(Задача 1)
Какого числа, согласно отрывку о суде над Дёницем, показали фильм, снятый армией США в концлагере?
(Задача 2)
Обнови в отрывке о суде над Дёницем фрагмент от «Зрелище наваленных тел» до «обхватив голову руками.» включительно, поставив «светильника» вместо «абажура».

Также имелись записи в журнале BdU, подробно излагающие эти приказы, и запинающиеся и неудовлетворительные объяснения Дёница на допросе. В записях Адмиралтейства, касающихся сентябрьских приказов, Дёниц объяснял, что случай с «Лаконией» был особым и показательным: мол, даже в тех очень редких случаях, когда были возможны спасательные работы, подлодки становились жертвами нападения с воздуха. Поэтому и был отдан приказ никого не спасать. Дёницу напоминали о Годте и Хесслере, которые говорили, что этот приказ можно было понять неправильно. Дёниц соглашался: таково было время, неправильная интерпретация была вызвана политикой и давлением национал-социалистической идеологии.
Его решимость защитить своего бывшего начальника штаба и зятя зеркально отражалась в их усилиях и всего высшего офицерского корпуса флота, который сомкнул ряды на его защиту. Была организована изощренная тайная сеть передачи информации в помощь ему и Редеру; люди в ней занимались поисками документов и свидетельств под прикрытием работ по разминированию, которые союзники поручили немецким морякам, и каждую неделю между штабом в Гамбурге и Нюрнбергом ездил курьер, молодой офицер-подводник, под видом служащего, обслуживающего автоматические стиральные машины!
На второй день суда главный обвинитель от США, судья Роберт Джексон, произнес речь, представив ужасающую картину преступлений, а 29 ноября был показан фильм, снятый армией США в концлагере. Фильм начался со сцен, показывающих заключенных, заживо сожженных в сарае. Гилберт записывал реакции: «...Франк тяжело глотал, в глазах его стояли слезы... Фриче смотрел не отрываясь, сведя брови, вцепившись в край сиденья, явно страдая... Геринг опирался на поручни и большую часть времени не смотрел, ссутулившись и опустив глаза... Функ весь в слезах, у него распух нос, он опустил взгляд... Шпеер выглядел очень грустным и тяжело сглатывал... Теперь Функ разрыдался... Дёниц опустил голову и больше не смотрит...»
Зрелище наваленных тел в лагере сменило изображение печей крематория, абажура, сделанного из человеческой кожи, женщины-доктора, описывающей опыты на женщинах-заключенных в Бельзене... К этому времени Дёниц сидел, обхватив голову руками.

Записи из набора данных

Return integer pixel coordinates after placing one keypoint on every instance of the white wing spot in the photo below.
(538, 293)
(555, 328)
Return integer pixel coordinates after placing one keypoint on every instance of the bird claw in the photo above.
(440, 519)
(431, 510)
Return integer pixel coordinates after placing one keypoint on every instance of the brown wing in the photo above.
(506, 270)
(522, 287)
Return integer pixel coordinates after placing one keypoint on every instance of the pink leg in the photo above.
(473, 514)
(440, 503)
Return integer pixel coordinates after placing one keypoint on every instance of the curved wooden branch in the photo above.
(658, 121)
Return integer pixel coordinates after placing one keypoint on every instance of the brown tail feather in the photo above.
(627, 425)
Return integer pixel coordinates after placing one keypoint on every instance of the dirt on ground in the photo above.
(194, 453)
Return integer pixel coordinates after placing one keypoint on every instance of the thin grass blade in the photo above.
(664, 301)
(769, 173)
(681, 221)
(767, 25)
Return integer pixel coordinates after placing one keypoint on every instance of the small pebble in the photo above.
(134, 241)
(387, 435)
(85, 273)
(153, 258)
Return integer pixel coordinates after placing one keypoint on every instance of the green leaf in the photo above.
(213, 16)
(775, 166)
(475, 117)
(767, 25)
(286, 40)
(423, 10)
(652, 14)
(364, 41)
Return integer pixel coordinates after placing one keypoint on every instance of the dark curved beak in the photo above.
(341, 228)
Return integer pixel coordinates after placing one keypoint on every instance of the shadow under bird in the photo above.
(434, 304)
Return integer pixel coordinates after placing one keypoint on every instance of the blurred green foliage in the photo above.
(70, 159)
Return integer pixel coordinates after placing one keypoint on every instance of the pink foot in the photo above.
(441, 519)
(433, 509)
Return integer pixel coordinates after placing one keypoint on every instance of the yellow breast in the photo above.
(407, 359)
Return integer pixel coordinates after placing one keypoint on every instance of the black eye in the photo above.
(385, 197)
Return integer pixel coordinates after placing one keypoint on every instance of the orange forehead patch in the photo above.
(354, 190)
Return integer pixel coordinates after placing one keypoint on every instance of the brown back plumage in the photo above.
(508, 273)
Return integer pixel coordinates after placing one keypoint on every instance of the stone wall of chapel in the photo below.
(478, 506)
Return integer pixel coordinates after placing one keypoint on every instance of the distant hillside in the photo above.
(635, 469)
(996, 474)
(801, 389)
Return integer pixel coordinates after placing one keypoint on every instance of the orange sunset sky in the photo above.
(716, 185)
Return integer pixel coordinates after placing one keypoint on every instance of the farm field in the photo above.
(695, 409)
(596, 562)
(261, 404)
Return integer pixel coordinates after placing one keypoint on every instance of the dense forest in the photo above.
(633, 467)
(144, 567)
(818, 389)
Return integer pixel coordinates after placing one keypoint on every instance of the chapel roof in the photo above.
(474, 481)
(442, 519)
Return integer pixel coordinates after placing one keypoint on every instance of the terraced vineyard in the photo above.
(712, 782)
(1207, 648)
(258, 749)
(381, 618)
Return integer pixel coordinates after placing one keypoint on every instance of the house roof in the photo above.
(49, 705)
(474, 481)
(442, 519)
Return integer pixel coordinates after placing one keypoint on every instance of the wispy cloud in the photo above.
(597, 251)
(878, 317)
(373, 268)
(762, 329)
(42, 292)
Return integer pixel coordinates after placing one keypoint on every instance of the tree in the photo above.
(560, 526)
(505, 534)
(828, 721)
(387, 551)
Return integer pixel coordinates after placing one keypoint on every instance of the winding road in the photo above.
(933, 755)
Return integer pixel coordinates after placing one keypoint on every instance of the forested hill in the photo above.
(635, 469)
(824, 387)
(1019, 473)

(Готовый ответ 1)
29 ноября.

(Готовый ответ 2)
Зрелище наваленных тел в лагере сменило изображение печей крематория, светильника, сделанного из человеческой кожи, женщины-доктора, описывающей опыты на женщинах-заключенных в Бельзене... К этому времени Дёниц сидел, обхватив голову руками.